> _What you are asked to do_
Reproduce word for word the lines between those holding "the ant front" and "of the out-of-focus", inclusive, and nothing else from the data below.

-- Available data follows --

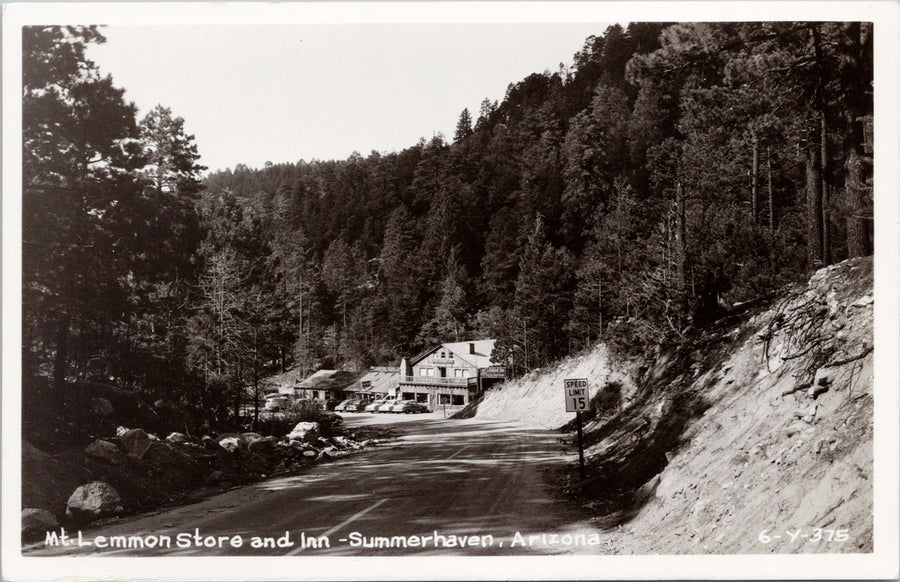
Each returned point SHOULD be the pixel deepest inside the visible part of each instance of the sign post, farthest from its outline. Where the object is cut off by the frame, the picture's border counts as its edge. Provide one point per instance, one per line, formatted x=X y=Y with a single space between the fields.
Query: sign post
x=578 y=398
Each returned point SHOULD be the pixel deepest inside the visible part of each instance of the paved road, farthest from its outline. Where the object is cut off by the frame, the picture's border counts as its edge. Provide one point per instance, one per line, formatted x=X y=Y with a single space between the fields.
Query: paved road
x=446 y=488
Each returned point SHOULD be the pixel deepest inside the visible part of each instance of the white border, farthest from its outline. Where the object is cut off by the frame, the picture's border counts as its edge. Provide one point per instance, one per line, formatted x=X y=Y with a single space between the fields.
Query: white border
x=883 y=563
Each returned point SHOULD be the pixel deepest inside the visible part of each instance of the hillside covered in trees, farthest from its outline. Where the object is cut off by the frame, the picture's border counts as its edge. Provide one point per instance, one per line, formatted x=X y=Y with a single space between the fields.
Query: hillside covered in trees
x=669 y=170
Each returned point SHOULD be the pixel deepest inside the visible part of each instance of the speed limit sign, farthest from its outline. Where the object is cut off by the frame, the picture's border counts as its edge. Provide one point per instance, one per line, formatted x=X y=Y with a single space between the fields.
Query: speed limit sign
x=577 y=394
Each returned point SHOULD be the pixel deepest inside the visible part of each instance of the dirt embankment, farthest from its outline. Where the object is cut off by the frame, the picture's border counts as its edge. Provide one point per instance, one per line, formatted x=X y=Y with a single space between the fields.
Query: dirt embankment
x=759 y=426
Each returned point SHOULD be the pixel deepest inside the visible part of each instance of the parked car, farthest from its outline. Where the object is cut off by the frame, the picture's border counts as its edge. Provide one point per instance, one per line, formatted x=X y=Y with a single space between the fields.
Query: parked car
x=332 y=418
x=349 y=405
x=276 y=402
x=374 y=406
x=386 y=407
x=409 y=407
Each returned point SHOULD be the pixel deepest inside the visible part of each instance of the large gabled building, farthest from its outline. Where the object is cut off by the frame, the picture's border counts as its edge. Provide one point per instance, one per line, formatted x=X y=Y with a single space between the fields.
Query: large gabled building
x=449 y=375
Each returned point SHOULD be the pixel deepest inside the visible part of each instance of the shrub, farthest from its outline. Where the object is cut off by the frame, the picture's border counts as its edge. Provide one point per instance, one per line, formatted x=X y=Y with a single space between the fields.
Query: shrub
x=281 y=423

-- Available data concluded --
-- Available data follows --

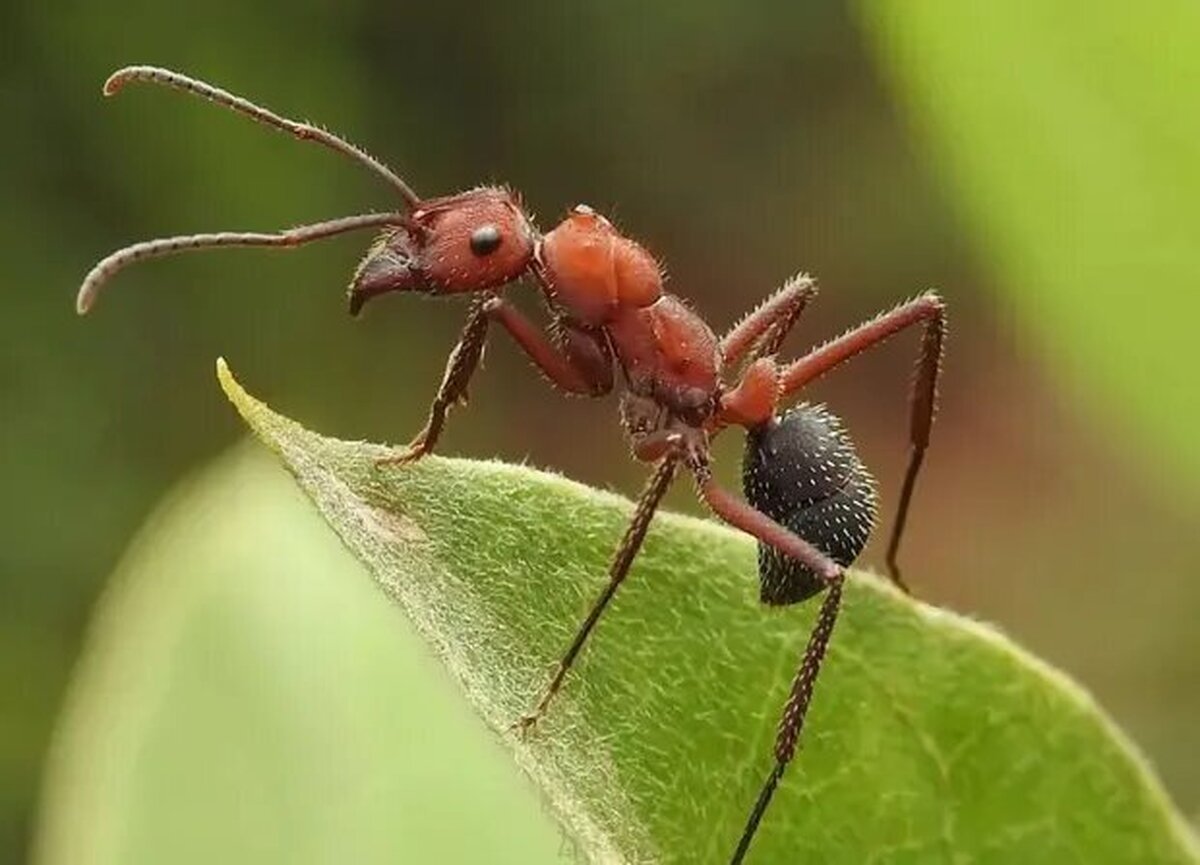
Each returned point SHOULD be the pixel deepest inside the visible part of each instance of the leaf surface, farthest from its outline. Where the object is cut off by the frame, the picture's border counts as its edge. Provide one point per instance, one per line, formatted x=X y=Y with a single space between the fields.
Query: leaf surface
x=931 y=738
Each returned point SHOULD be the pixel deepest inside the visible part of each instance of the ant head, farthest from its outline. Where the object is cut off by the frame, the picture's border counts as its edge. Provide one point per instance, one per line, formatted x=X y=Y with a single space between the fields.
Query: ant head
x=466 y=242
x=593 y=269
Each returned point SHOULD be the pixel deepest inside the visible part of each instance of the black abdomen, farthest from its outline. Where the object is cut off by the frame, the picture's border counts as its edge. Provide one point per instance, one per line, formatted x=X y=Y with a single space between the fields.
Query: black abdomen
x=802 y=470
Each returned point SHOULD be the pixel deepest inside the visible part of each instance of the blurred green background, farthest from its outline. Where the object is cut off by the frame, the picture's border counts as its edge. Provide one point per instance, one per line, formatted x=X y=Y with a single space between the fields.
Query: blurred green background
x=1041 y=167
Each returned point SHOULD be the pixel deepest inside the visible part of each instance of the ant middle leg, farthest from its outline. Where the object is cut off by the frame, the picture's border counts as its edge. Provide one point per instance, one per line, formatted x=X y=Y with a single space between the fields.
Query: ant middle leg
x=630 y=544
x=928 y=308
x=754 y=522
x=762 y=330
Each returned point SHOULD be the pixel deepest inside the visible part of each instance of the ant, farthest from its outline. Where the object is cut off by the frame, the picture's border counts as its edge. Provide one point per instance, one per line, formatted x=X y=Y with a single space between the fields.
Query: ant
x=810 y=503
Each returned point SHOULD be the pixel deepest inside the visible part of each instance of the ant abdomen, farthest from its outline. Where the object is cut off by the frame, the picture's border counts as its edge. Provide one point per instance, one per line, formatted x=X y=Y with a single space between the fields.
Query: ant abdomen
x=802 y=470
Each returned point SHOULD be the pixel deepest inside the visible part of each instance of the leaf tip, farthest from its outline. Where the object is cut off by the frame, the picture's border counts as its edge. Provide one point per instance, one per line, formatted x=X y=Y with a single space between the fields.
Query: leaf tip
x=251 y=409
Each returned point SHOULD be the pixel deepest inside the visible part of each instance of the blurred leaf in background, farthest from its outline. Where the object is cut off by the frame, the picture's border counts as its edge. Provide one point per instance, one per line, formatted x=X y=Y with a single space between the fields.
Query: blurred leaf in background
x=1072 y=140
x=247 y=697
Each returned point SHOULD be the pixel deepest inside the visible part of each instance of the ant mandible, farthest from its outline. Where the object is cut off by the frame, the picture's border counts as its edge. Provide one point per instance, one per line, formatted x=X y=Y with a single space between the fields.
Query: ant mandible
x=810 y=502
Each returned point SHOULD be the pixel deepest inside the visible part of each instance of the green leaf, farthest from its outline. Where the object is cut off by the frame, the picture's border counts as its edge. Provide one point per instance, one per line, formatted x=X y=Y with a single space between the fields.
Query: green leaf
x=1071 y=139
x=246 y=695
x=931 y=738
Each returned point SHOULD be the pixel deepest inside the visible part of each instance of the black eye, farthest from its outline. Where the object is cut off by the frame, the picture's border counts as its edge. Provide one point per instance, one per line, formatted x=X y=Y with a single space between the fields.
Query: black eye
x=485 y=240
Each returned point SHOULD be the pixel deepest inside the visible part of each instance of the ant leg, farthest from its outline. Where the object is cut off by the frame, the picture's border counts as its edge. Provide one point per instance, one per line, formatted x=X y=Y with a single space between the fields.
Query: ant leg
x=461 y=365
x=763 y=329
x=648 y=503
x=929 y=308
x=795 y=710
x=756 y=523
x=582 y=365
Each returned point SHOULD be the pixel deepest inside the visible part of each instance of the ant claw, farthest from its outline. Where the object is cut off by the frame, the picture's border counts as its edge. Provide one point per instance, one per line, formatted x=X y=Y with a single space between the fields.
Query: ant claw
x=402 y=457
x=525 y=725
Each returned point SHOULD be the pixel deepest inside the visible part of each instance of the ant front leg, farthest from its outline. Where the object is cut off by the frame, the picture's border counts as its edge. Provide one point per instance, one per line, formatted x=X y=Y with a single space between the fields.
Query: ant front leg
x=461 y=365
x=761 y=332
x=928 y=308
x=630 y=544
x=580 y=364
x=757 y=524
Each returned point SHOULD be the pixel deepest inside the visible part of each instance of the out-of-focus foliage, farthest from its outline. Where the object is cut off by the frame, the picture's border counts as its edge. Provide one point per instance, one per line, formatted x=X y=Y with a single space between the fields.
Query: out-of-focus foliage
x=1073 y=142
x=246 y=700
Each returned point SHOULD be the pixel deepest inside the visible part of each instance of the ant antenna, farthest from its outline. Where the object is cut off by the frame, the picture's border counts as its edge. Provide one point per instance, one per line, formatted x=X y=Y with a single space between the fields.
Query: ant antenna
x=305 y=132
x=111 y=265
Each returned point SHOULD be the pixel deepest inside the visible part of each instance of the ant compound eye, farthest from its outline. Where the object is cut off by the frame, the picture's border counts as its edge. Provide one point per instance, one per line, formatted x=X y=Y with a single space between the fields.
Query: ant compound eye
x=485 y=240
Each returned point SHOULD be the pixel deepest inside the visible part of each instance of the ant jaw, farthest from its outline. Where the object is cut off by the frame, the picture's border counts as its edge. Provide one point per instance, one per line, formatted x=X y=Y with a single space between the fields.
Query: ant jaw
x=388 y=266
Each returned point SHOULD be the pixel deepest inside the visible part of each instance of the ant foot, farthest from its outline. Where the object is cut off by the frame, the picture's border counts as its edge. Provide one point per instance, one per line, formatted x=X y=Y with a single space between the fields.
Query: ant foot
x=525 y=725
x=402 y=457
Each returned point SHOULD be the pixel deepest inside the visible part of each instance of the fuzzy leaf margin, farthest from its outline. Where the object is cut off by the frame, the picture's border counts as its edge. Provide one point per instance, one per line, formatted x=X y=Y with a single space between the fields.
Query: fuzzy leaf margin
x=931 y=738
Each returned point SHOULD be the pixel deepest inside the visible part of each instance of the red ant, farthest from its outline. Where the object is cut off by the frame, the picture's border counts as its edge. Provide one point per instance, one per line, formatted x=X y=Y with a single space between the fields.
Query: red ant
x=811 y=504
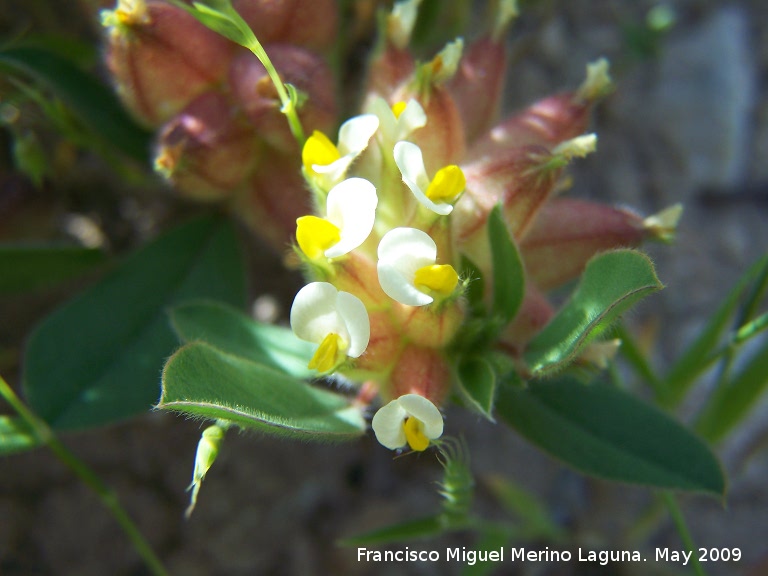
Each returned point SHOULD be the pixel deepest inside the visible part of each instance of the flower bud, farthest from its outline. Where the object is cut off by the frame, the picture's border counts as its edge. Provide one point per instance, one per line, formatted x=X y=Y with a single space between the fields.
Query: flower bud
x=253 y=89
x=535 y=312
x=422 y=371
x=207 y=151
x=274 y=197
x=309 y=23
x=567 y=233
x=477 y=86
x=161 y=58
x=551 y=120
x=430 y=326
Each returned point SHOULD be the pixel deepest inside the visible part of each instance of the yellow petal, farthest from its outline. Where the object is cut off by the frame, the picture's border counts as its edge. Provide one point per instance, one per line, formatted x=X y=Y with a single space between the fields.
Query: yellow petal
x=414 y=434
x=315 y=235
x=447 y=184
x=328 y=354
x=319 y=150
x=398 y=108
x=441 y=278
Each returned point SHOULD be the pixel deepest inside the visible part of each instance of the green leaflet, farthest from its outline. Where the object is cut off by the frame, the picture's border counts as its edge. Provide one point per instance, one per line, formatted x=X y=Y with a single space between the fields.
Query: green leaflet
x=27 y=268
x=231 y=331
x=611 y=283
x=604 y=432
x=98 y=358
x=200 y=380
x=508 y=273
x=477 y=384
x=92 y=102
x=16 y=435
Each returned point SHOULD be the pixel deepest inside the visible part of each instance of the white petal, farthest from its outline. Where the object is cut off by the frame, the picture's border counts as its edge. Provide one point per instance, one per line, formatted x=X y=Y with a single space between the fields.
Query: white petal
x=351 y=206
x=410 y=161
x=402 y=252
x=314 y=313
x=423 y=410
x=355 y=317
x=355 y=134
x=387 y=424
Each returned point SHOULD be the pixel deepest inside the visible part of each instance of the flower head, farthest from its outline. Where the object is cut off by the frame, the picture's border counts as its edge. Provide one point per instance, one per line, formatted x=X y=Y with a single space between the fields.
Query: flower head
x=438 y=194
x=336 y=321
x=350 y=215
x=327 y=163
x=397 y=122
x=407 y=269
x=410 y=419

-- Available data concluded --

> _Finished exercise_
Each returned point SHOULD be the pixel deepest inside the visible part of each instance of the ant front leg, farthest from its outline. Where the object is cut off by the frame, the picture's border counts as its edge. Provide one point per instance, one per line, formatted x=X y=Y with a single space between the fields.
Query: ant front leg
x=461 y=365
x=761 y=332
x=928 y=308
x=630 y=544
x=580 y=364
x=757 y=524
Each returned point SHOULD be the pixel deepest inside the visible part of each instance of the out-of-focus foliage, farthest from its outline. Where the object is cut off by the frame, the picture's border counts as its edge. Provide one point per instance, one per line, formatted x=X y=Y with a single space between the fields.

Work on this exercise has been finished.